* Brief 1
How many employees did Cursor have when it reached $100M ARR, according to the Cursor vs. Copilot article?
* Brief 2
Reproduce the stretch of the Cursor vs. Copilot article from "Embedded UX that’s" through "native and flexible.", swapping "VS Code" for "Visual Studio Code".

Cursor vs. Copilot: a masterclass in embedded AI strategy
How two different paths led to $100M ARR—and what founders can learn from them
If embedded UX is the future of AI, then Cursor and Copilot are the case studies every founder should study—and every investor should understand.
Both are AI coding assistants.
Both hit $100M+ ARR.
But how they got there? That’s the lesson.
Cursor: AI-native, platform-flexible, hypergrowth
Cursor didn’t just embed AI—it rebuilt the IDE around it.
It’s a fork of VS Code, but fundamentally different:
Tab completions, multi-file edits, and chat are all natively embedded
No bolted-on feel. No plugin friction. Just flow-state superpowers.
Cursor hit $100M ARR in 12 months
With fewer than 20 employees
And zero marketing spend
(Source: NextBigFuture, Feb 8, 2025)
What made it work?
Embedded UX that’s invisible and indispensable
Multi-model support (GPT-4o, Claude, open API keys)
Platform hedge via multi-IDE support (not just VS Code)
Product-led growth inside real developer workflows
It’s a rare beast: a standalone app with embedded UX that feels native and flexible.
Copilot: wide reach, slower compounding
GitHub Copilot took a different path: plugin-first, not IDE-native.
It integrates with popular editors like VS Code and JetBrains.
Suggestions appear inline, chat tools are added in—but it’s still an add-on, not a rethinking of the developer experience.
Copilot’s growth is real:
Tied deeply to Microsoft’s ecosystem
Backed by GitHub’s 100M+ users
Estimated to have crossed $100M+ ARR in ~2.5 years
But here’s the catch:
Less hedged—locked into OpenAI + Microsoft infra
Slower product evolution—less control over UX
Platform risk—subject to IDE and API decisions it can’t control
In short: Copilot grows by distribution. Cursor grows by embedding.

* Given information
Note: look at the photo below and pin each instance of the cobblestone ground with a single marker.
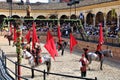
(67, 64)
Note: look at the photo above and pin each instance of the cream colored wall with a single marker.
(104, 7)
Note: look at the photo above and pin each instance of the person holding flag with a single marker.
(101, 41)
(50, 45)
(73, 42)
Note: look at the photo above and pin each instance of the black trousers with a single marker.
(83, 74)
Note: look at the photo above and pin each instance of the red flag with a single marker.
(50, 45)
(59, 34)
(15, 35)
(28, 36)
(34, 36)
(73, 42)
(101, 39)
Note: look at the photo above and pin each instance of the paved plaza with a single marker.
(67, 64)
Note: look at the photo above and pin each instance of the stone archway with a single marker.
(111, 18)
(111, 22)
(99, 18)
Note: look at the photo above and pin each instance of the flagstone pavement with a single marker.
(67, 64)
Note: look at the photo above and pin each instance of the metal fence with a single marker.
(5, 58)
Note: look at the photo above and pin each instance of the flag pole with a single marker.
(18, 48)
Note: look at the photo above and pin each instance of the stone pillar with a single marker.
(118, 21)
(94, 20)
(85, 22)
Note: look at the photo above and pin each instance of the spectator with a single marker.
(83, 65)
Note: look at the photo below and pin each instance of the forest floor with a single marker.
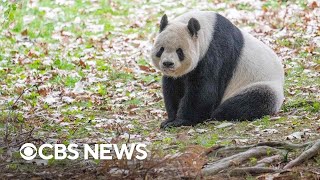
(80, 72)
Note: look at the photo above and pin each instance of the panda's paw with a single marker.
(175, 123)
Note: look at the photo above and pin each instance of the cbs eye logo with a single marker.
(28, 151)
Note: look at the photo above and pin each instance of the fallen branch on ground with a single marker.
(253, 171)
(238, 158)
(241, 154)
(309, 153)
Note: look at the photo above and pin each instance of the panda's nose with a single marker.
(168, 64)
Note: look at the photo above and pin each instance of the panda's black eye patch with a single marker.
(159, 53)
(180, 54)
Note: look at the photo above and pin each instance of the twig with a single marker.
(253, 171)
(280, 145)
(284, 145)
(268, 160)
(238, 158)
(314, 150)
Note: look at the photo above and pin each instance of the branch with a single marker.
(253, 171)
(238, 159)
(268, 160)
(314, 150)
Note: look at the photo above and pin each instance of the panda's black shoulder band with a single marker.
(163, 22)
(193, 26)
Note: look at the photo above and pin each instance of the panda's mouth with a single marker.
(168, 70)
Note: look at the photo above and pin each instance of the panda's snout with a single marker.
(168, 64)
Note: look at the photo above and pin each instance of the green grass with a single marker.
(51, 46)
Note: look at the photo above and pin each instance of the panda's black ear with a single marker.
(163, 22)
(193, 26)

* Written response 1
Fewer than 20

* Written response 2
Embedded UX that’s invisible and indispensable
Multi-model support (GPT-4o, Claude, open API keys)
Platform hedge via multi-IDE support (not just Visual Studio Code)
Product-led growth inside real developer workflows
It’s a rare beast: a standalone app with embedded UX that feels native and flexible.